— start of Records supplied —
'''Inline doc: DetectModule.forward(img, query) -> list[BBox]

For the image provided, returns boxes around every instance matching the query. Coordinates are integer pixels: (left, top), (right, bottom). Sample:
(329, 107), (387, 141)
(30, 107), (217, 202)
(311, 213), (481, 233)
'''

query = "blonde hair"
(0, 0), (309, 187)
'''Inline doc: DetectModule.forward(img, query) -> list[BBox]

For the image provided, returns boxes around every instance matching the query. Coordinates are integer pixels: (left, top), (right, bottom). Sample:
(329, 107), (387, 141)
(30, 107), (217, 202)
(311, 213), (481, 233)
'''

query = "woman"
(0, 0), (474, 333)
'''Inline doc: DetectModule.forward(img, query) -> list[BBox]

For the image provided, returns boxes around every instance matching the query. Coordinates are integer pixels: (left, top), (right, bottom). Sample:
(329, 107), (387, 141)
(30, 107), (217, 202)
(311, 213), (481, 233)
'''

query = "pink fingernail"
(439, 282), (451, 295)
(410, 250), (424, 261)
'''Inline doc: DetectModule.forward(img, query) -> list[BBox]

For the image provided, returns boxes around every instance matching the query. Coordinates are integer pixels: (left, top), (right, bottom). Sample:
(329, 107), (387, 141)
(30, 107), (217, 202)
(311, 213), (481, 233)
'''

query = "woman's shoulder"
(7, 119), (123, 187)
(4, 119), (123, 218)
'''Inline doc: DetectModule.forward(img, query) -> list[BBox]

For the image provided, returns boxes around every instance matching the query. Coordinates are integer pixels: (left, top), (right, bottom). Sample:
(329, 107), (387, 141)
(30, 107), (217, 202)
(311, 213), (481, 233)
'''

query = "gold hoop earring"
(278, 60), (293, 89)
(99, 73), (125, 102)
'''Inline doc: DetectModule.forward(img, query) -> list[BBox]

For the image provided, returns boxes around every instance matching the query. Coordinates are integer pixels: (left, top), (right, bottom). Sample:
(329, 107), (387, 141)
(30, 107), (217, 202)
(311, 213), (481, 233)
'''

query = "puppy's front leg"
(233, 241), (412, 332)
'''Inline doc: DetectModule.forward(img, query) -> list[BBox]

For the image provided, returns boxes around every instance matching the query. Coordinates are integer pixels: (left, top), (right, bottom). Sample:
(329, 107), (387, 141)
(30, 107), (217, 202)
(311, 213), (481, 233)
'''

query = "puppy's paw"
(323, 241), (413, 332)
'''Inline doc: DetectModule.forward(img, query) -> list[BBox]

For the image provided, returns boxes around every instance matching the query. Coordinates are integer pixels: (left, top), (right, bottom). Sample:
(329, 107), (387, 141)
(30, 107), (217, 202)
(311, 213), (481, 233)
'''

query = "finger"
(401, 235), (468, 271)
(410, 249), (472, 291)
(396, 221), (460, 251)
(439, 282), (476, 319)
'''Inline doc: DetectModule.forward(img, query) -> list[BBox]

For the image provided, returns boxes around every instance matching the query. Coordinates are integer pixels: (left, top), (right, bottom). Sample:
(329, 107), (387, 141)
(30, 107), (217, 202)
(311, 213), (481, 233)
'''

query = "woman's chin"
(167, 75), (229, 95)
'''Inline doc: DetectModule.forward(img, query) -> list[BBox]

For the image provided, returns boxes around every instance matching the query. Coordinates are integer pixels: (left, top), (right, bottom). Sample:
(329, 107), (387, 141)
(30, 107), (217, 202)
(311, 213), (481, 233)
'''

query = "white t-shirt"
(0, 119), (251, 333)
— end of Records supplied —
● **Objective**: Write out the entries above once more, without altering anything.

● **Result of this task**:
'''Inline doc: DetectModule.forward(img, query) -> list[BBox]

For the image provided, returns boxes around every instance matching the query. Coordinates are integer pixels: (left, top), (right, bottom). Sample:
(329, 107), (387, 141)
(30, 107), (217, 202)
(311, 213), (481, 233)
'''

query = "blonde hair"
(0, 0), (309, 187)
'''Inline doc: DetectModule.forward(img, query) -> list[BBox]

For the image provided, returns boxes around every instance matching the query. Coordinates are integer pixels: (left, top), (right, bottom). Sample:
(329, 107), (387, 141)
(30, 107), (217, 202)
(311, 213), (481, 233)
'''

query = "woman"
(0, 0), (474, 333)
'''Inline doc: DetectModule.forward(img, query) -> list[BBox]

For the image provided, returns boxes around every instance matching the query. Coordinates are integer pixels: (left, top), (right, bottom). Sample:
(329, 107), (387, 141)
(30, 107), (217, 202)
(311, 213), (481, 233)
'''

query = "pink fingernail"
(439, 282), (451, 295)
(410, 250), (424, 261)
'''Inline doc: DetectModule.forward(img, query) -> list[BBox]

For the image provided, returns boxes around every instance matching the query. Coordinates are integer pixels: (left, top), (right, bottom). Sample:
(329, 107), (387, 141)
(30, 107), (217, 202)
(311, 213), (481, 233)
'''

query = "woman's shoulder"
(7, 119), (123, 187)
(4, 119), (123, 218)
'''Inline doc: DetectModule.forward(img, query) -> list[BBox]

For the image provided, returns boxes around every instance matching the query. Coordinates are integer pixels: (left, top), (right, bottom). Sample:
(329, 107), (387, 141)
(30, 107), (217, 202)
(311, 213), (481, 233)
'''

query = "gold hoop earring"
(278, 60), (293, 89)
(99, 73), (125, 102)
'''Inline doc: DetectModule.forward(img, query) -> list[BBox]

For the image provided, returns boxes around every instance matching the query. Coordinates are integer pixels: (left, top), (right, bottom). Sample:
(329, 107), (387, 141)
(30, 107), (217, 202)
(311, 213), (481, 233)
'''

query = "puppy's front leg"
(233, 241), (412, 332)
'''Inline doc: DetectModule.forward(img, query) -> list[BBox]

For the image provided, returns boxes around every instance matching the query. Coordinates are integer pixels: (left, top), (right, bottom). Sample:
(329, 107), (387, 141)
(30, 107), (217, 202)
(311, 213), (481, 233)
'''

query = "puppy's paw"
(323, 241), (413, 332)
'''Inline doc: DetectModule.forward(img, query) -> list[BBox]

For the image provided, returns boxes around every instance matching the query. Coordinates are integer pixels: (left, top), (right, bottom). Sample:
(329, 107), (387, 141)
(30, 107), (217, 202)
(311, 213), (481, 233)
'''

query = "finger"
(401, 235), (468, 271)
(410, 249), (472, 291)
(396, 221), (460, 251)
(439, 282), (476, 319)
'''Inline doc: DetectModule.forward(img, query) -> list[BBox]

For the image provided, returns boxes around every instance matching the query. Coordinates are integer pixels: (left, top), (right, bottom). Sample:
(329, 107), (387, 141)
(30, 107), (217, 202)
(311, 213), (481, 233)
'''

query = "woman's chin"
(167, 75), (229, 95)
'''Inline doc: DetectModule.forward(img, query) -> list[BBox]

For the image provided, returns boxes around every instance matching the query. Coordinates are integer pixels: (left, top), (right, bottom). Sample:
(329, 107), (387, 141)
(30, 107), (217, 202)
(311, 213), (481, 233)
'''

query = "white t-shirt"
(0, 119), (251, 333)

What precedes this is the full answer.